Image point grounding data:
----
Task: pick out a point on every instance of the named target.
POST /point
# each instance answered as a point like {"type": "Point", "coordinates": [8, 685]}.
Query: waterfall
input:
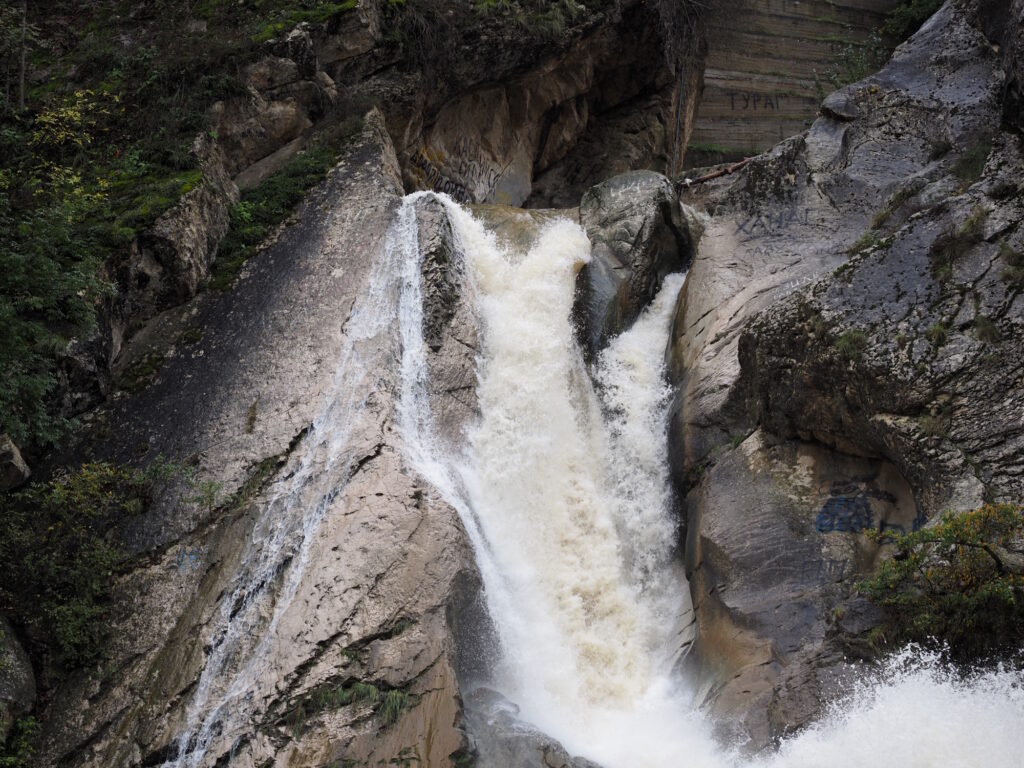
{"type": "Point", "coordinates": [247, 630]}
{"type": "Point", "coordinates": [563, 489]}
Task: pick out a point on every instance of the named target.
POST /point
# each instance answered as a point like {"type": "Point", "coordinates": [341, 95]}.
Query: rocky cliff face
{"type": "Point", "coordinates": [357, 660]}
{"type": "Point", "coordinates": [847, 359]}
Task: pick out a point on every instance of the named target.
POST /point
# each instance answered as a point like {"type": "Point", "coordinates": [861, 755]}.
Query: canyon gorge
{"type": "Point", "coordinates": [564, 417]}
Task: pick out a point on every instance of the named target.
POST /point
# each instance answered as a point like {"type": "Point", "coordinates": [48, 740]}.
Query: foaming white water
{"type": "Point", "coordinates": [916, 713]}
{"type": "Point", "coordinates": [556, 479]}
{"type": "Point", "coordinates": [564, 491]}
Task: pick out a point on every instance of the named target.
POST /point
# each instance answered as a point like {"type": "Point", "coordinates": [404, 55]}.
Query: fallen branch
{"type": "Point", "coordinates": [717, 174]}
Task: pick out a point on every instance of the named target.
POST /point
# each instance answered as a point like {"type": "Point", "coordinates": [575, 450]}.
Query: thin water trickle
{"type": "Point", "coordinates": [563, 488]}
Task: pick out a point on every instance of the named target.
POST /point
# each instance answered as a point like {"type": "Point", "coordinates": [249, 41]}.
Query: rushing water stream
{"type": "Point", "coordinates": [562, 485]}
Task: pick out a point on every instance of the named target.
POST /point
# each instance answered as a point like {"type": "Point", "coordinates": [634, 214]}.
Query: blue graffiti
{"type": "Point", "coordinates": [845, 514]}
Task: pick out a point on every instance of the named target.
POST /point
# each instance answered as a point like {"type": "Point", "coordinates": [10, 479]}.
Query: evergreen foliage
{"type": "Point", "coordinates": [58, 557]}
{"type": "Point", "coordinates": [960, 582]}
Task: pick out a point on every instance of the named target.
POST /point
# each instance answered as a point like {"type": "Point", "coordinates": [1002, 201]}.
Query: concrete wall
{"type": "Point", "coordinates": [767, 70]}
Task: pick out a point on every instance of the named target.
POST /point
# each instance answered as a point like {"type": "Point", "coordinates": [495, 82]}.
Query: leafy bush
----
Prompt:
Leaving the pictures out, set down all of the data again exactly.

Task response:
Task: pick out a point on every instance of the named target.
POST /point
# each instance answered as a point like {"type": "Point", "coordinates": [8, 685]}.
Query: waterfall
input:
{"type": "Point", "coordinates": [247, 630]}
{"type": "Point", "coordinates": [563, 489]}
Task: pick out a point on every instance of the named target.
POST /point
# each instance answered as a point like {"type": "Point", "coordinates": [341, 95]}.
Query: rocky cliff face
{"type": "Point", "coordinates": [357, 660]}
{"type": "Point", "coordinates": [847, 359]}
Task: pick out a point on every instance of the named target.
POST /point
# each instance answered as a point like {"type": "Point", "coordinates": [861, 755]}.
Query: canyon gorge
{"type": "Point", "coordinates": [564, 417]}
Task: pick out a point on every instance of the named target.
POST /point
# each instance answered as a point like {"type": "Point", "coordinates": [48, 740]}.
Query: foaming white water
{"type": "Point", "coordinates": [916, 713]}
{"type": "Point", "coordinates": [556, 479]}
{"type": "Point", "coordinates": [564, 491]}
Task: pick out a point on every instance of the named target.
POST /point
# each instance answered as a point like {"type": "Point", "coordinates": [404, 55]}.
Query: fallen branch
{"type": "Point", "coordinates": [717, 174]}
Task: pick out a point on every instance of the named target.
POST /point
# each instance answered as a point like {"type": "Point", "coordinates": [575, 450]}.
Query: thin water trickle
{"type": "Point", "coordinates": [563, 488]}
Task: pick out a point on every instance of the named target.
POST /point
# each instance answered as a point like {"type": "Point", "coordinates": [249, 41]}.
Query: rushing water stream
{"type": "Point", "coordinates": [562, 485]}
Task: pick out a point on every instance of the named target.
POST /point
# each instance answered as a point like {"type": "Point", "coordinates": [634, 214]}.
Query: blue graffiti
{"type": "Point", "coordinates": [845, 514]}
Task: pick out a point on every instance of the named target.
POST /point
# each instance answered as a point like {"type": "Point", "coordinates": [10, 479]}.
Query: evergreen foliage
{"type": "Point", "coordinates": [58, 557]}
{"type": "Point", "coordinates": [960, 582]}
Task: pick out a point on every instance of the named target.
POST /point
# each instance answered as a point like {"type": "Point", "coordinates": [1002, 201]}.
Query: concrete wall
{"type": "Point", "coordinates": [767, 70]}
Task: pick out a point on every instance of the named target.
POST /point
# each instance answered as a point like {"type": "Point", "coordinates": [495, 82]}.
Query: leafy bush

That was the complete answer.